→ DIRECTIVE:
Format the part of the records that opens with the line containing "Task: the pointer indicates each instance of the blue" and closes with the line containing "[[157, 193]]" as a numbered list, leaving out any blank lines.

(Records)
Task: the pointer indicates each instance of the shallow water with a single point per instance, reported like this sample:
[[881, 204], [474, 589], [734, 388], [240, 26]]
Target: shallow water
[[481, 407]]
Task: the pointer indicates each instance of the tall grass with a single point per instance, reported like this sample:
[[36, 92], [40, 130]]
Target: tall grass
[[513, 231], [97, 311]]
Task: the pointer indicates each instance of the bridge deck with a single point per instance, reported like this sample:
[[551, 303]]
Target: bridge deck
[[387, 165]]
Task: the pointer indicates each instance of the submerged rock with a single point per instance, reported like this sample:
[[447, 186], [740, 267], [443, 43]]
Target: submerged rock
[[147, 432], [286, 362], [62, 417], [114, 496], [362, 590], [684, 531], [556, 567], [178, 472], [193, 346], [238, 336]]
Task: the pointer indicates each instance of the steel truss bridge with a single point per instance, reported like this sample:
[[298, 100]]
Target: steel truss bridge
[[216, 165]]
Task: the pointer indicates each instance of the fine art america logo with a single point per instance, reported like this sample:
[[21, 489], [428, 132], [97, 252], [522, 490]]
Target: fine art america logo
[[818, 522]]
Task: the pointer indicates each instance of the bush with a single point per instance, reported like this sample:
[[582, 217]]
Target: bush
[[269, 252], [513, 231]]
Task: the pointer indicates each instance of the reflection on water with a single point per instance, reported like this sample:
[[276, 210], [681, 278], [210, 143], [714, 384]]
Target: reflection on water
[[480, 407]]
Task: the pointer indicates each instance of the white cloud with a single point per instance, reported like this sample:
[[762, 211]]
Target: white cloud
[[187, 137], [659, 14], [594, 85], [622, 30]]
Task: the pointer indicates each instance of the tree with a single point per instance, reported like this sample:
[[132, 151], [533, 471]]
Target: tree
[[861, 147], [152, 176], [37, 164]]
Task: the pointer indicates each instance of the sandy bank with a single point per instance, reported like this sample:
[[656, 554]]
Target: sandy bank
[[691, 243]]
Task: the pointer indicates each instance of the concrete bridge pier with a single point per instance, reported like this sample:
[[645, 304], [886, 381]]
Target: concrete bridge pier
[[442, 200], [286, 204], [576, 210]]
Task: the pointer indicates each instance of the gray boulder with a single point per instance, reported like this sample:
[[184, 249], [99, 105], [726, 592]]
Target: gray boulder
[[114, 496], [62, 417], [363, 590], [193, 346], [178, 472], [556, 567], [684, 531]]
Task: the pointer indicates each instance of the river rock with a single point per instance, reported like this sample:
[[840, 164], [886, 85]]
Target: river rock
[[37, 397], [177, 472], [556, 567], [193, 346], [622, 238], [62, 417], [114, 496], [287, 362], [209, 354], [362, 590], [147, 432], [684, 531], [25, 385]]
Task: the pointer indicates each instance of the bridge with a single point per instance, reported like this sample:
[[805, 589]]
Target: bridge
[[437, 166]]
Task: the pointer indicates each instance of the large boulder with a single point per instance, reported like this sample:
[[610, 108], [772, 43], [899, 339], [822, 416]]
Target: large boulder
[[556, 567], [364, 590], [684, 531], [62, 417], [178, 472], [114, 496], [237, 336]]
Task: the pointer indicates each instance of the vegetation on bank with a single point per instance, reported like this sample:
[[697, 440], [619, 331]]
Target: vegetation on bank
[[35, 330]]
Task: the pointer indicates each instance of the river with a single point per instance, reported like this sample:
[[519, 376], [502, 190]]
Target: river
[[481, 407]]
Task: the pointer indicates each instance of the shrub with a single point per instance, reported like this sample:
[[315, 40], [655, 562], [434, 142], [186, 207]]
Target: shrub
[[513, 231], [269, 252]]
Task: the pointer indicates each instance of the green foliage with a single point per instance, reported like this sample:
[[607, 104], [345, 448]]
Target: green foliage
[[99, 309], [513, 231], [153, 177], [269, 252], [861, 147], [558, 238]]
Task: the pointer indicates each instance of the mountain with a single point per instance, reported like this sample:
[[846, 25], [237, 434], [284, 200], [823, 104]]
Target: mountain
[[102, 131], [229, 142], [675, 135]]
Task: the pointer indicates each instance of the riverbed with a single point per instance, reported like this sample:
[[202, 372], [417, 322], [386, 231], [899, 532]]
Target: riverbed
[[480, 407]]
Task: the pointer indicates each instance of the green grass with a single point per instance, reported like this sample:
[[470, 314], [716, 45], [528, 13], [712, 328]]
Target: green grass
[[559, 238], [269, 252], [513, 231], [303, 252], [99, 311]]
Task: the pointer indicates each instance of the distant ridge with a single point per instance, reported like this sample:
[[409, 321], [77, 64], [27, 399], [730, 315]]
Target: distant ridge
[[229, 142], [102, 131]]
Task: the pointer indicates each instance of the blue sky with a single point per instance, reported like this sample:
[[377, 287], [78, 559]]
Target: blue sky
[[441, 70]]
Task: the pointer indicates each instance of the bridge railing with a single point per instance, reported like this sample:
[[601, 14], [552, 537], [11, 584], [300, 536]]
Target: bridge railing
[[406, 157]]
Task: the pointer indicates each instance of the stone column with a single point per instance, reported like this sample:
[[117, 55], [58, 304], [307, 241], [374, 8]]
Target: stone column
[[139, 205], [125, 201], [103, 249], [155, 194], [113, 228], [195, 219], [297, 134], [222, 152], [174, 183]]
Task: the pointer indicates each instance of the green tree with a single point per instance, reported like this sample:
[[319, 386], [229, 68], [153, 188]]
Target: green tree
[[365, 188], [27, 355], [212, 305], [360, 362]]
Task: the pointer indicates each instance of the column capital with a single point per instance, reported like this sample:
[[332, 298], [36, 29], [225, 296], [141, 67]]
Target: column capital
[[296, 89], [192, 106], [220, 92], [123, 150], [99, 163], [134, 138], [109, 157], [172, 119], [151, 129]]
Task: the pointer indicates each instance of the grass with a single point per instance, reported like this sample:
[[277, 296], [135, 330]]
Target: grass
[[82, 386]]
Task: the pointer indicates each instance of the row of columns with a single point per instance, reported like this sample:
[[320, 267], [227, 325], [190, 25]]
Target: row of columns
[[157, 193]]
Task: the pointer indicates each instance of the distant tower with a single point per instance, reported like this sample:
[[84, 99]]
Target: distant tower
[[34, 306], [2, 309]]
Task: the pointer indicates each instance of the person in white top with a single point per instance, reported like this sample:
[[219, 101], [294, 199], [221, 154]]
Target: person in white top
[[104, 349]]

→ SOLUTION TO THIS PROBLEM:
1. Task: the pointer indicates each instance of the blue sky with a single point per instance, reported like this sample:
2. [[377, 287], [78, 559]]
3. Target: blue sky
4. [[441, 70]]
5. Task: the pointer indicates each instance of the bridge railing with a single point per instance, reported like this sample:
6. [[601, 14], [552, 537], [11, 584], [300, 536]]
7. Target: bridge railing
8. [[406, 157]]
9. Task: the pointer indicates each instance of the stone column with a single point per instance, reported like this sample:
10. [[117, 55], [58, 304], [307, 241], [374, 8]]
11. Target: stone column
12. [[139, 205], [125, 201], [103, 249], [155, 194], [113, 228], [195, 219], [297, 134], [222, 152], [174, 183]]
13. Task: the pointer indicates each instance of the green tree with a single point per instance, reported like this sample:
14. [[319, 386], [229, 68], [153, 188]]
15. Target: green tree
16. [[365, 188], [27, 355], [212, 305], [360, 362]]
17. Task: the pointer indicates each instance of the column capital with a single point per instance, reported like this sample:
18. [[332, 298], [36, 29], [225, 296], [141, 67]]
19. Target: column capital
20. [[296, 89], [192, 106], [220, 92], [123, 150], [99, 163], [134, 138], [109, 157], [172, 119], [151, 129]]
21. Task: the pointer indicates each instance of the grass with a single point per instance, reported like this sample:
22. [[277, 296], [135, 330]]
23. Target: grass
24. [[82, 386]]
25. Task: the pointer indicates each instance of the row of columns with a single point per instance, reported like this sample:
26. [[320, 267], [227, 325], [190, 25]]
27. Target: row of columns
28. [[157, 193]]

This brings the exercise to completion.